[Entries supplied]
-- Start --

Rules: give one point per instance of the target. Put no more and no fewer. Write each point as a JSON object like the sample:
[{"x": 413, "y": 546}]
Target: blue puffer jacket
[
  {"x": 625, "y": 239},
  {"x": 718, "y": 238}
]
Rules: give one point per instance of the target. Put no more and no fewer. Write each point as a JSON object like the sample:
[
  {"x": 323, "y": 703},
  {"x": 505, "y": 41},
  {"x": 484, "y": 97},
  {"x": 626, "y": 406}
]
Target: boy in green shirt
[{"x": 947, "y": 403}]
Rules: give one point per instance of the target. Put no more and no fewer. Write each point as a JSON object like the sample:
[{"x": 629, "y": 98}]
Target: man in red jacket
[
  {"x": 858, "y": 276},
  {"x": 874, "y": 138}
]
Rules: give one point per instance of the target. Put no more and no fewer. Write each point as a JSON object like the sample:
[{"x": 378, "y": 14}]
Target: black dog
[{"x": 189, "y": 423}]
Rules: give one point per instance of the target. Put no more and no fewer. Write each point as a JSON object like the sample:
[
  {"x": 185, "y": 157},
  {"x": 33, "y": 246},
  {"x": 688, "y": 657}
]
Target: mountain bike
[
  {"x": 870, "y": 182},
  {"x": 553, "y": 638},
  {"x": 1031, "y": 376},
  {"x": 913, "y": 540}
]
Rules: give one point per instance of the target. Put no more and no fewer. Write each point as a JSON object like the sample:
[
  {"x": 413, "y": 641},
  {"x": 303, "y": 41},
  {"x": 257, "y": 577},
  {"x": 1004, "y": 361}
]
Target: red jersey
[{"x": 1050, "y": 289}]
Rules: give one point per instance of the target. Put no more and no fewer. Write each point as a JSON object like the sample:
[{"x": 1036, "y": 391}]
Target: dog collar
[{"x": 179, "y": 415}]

-- End --

[What to work on]
Please reproduce every one of the records above word for word, keeping each line as it is.

[Output for this task]
Rules: give one point per instance of the target. Put no more and no fewer. Write each point as a JSON object like the sample:
[{"x": 413, "y": 546}]
Target: blue puffer jacket
[
  {"x": 625, "y": 239},
  {"x": 718, "y": 238}
]
Rules: give one point per instance of the target. Put no more and no fewer. Write each point as a JSON object like the sample:
[
  {"x": 323, "y": 703},
  {"x": 505, "y": 41},
  {"x": 484, "y": 97},
  {"x": 626, "y": 406}
]
Target: boy in green shirt
[{"x": 947, "y": 403}]
Rules: give one point per instance of the target. Put no more and no fewer. Write each point as a JSON object like the sample:
[{"x": 629, "y": 98}]
Target: man in red jacket
[
  {"x": 858, "y": 276},
  {"x": 874, "y": 138}
]
Rules: give one point per instance of the target. Put no more and no fewer. Write each point as a JSON object like the sample:
[{"x": 378, "y": 14}]
Target: black dog
[{"x": 189, "y": 423}]
Rules: give one point per instance of the target. Put no more and no fewer. Write each point as a JSON object like the sample:
[
  {"x": 185, "y": 157},
  {"x": 33, "y": 246},
  {"x": 688, "y": 657}
]
Target: mountain bike
[
  {"x": 870, "y": 182},
  {"x": 553, "y": 638},
  {"x": 1031, "y": 376},
  {"x": 913, "y": 540}
]
Rules: give one point per instance of the target. Put no more and no fewer. Write each point as a JSON object like the sample:
[
  {"x": 413, "y": 641},
  {"x": 303, "y": 41},
  {"x": 257, "y": 577},
  {"x": 1004, "y": 361}
]
Target: red jersey
[{"x": 1050, "y": 289}]
Rules: give one point per instance of the target. Put no more and no fewer. Write each point as a JSON object like the sample:
[{"x": 1036, "y": 391}]
Target: dog collar
[{"x": 179, "y": 415}]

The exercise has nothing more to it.